Identify each line in the data below that contains the string "utility", and copy those lines out. Matching is case-sensitive.
====== INFORMATION SUPPLIED
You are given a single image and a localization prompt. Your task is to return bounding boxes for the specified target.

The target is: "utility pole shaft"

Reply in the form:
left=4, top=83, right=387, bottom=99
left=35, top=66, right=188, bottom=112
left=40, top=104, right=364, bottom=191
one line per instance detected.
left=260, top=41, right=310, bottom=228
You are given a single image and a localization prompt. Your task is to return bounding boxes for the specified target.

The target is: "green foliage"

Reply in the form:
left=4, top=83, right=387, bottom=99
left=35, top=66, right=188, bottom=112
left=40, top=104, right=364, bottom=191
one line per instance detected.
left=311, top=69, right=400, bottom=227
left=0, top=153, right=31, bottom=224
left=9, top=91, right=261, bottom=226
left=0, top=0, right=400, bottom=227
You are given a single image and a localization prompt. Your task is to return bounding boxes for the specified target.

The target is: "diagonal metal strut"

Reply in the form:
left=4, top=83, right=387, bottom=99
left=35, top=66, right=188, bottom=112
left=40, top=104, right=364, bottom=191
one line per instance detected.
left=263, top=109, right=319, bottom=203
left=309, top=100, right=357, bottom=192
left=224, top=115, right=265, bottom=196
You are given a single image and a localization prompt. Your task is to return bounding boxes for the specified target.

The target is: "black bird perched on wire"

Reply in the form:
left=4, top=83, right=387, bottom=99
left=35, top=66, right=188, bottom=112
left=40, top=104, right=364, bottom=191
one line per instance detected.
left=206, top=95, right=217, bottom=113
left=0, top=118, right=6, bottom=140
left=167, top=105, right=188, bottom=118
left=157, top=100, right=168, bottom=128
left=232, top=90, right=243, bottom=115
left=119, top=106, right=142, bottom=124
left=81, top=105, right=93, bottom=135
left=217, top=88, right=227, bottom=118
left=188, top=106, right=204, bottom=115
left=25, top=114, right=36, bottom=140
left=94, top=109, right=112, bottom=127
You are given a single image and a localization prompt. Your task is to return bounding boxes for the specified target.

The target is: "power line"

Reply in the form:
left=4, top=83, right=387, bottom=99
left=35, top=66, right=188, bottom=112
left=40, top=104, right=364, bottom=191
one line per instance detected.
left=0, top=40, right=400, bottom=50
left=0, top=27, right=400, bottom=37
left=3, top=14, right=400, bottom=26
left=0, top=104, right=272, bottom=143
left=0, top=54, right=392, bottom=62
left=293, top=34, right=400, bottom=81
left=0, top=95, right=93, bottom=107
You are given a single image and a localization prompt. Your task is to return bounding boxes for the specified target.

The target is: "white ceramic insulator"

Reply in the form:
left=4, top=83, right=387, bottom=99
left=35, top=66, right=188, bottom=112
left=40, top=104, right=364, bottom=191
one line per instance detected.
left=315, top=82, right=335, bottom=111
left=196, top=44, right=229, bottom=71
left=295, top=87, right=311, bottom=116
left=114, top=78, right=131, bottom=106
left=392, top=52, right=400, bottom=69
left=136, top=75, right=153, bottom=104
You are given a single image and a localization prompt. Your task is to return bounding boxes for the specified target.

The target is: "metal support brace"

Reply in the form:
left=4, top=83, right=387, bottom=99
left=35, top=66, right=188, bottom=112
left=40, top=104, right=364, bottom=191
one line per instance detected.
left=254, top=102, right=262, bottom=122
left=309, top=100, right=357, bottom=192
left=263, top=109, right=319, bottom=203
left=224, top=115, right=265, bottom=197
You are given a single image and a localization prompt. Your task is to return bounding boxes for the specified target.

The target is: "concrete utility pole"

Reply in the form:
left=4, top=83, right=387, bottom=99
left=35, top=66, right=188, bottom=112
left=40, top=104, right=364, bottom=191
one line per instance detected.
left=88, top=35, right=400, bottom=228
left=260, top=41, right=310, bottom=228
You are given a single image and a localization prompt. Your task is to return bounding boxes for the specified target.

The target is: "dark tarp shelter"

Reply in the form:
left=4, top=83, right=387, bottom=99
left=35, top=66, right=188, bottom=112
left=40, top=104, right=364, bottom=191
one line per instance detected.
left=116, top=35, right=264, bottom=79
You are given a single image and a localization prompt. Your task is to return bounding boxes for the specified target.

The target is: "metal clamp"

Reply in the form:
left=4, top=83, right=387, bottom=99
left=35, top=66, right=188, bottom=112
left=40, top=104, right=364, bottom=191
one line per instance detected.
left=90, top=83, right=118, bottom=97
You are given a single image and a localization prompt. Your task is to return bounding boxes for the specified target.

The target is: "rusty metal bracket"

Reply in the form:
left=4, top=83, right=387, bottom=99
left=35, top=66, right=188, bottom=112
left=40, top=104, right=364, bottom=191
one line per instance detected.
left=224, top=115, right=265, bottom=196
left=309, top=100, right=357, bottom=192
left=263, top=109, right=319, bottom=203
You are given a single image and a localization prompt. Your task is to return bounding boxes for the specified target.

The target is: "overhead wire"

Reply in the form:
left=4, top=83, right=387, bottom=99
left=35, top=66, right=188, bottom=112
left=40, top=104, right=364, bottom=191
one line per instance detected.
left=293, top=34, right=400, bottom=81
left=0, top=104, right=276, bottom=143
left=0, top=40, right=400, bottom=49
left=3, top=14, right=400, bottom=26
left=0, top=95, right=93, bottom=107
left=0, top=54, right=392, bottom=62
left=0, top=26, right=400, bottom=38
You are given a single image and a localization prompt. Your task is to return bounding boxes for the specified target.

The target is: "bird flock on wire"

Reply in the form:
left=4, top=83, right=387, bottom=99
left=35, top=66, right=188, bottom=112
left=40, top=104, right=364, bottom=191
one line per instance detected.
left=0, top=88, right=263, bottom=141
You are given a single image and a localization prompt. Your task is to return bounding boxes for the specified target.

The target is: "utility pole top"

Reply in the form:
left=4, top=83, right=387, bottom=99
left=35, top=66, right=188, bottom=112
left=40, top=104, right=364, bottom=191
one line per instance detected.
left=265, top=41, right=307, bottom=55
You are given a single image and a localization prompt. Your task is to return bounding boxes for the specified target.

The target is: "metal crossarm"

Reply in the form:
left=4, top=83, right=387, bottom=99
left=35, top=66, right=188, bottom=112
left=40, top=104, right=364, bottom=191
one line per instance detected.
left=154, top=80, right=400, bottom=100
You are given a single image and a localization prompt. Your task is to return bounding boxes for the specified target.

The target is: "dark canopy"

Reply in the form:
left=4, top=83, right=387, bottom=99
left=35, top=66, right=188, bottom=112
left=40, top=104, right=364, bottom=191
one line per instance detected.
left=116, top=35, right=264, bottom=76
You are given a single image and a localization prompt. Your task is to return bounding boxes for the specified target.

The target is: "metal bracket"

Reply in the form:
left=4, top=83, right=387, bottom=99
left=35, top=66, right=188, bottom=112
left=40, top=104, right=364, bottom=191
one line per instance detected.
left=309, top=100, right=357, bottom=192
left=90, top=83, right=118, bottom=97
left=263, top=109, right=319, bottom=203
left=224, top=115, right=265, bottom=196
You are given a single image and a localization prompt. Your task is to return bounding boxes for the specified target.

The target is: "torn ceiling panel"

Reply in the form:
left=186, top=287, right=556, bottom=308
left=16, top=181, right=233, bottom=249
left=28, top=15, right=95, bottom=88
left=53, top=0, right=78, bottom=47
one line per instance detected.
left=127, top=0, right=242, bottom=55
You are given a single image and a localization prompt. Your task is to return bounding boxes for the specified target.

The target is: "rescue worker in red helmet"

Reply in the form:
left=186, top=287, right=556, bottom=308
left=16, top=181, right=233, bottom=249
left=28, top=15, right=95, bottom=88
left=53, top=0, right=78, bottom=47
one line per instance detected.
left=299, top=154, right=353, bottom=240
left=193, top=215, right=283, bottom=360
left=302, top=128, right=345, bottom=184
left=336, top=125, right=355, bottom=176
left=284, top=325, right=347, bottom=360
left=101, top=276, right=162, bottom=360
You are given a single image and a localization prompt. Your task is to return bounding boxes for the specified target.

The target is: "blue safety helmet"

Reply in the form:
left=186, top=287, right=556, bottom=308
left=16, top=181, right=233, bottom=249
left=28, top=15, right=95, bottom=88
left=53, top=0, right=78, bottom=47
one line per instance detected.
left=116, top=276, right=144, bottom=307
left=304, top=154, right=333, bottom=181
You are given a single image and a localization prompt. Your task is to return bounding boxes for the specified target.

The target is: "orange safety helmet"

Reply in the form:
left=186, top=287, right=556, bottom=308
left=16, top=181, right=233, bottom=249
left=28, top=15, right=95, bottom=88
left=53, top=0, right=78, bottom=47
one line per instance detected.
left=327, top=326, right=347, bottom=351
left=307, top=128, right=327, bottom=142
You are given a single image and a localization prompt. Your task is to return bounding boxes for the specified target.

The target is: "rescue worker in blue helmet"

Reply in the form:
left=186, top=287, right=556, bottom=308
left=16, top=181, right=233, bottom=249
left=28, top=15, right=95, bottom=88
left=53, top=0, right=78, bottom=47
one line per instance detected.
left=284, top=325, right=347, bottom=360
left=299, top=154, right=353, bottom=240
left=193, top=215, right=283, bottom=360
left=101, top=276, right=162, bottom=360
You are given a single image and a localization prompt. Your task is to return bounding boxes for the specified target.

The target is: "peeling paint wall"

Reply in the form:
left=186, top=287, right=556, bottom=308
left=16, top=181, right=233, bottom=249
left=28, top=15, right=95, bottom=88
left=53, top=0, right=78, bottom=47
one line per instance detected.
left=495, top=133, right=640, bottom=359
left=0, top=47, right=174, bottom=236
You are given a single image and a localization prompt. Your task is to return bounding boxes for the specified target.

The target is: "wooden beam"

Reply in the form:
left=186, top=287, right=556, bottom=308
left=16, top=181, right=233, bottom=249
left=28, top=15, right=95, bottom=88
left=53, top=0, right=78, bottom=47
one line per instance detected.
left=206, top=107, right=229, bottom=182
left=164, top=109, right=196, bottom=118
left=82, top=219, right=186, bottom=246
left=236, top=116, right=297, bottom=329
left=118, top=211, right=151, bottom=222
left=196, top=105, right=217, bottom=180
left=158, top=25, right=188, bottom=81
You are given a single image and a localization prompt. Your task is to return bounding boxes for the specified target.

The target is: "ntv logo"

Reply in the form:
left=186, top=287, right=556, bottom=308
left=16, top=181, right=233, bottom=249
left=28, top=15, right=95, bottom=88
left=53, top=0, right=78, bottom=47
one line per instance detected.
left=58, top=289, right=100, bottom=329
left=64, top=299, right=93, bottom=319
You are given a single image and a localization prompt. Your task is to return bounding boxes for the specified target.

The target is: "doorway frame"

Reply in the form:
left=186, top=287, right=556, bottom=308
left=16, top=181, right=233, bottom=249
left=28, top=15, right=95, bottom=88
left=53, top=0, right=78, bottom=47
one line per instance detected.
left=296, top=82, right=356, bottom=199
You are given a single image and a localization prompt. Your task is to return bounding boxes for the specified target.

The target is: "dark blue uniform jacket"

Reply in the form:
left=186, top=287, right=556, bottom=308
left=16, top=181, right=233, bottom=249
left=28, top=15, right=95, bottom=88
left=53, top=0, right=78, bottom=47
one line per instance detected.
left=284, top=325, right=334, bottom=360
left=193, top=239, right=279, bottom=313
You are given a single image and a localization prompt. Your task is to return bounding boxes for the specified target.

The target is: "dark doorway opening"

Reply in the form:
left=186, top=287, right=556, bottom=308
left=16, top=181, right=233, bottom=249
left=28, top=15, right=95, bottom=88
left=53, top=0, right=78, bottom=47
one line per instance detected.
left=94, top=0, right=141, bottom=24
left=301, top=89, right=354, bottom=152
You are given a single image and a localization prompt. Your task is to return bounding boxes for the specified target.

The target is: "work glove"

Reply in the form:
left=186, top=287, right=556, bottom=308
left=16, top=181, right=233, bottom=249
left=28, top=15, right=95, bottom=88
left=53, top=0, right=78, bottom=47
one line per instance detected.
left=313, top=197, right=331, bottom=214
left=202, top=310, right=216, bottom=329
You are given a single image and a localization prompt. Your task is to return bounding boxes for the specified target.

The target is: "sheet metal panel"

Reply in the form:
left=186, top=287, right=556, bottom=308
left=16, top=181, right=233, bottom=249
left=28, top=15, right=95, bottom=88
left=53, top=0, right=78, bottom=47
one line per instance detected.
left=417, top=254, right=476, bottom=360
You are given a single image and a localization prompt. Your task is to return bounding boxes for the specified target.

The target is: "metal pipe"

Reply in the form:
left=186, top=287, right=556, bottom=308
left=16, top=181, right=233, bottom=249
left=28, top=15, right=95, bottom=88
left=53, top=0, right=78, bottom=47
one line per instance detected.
============
● OUTPUT OF THE TASK:
The target is: "utility pole shaft"
The target is: "concrete utility pole"
The target is: "utility pole top"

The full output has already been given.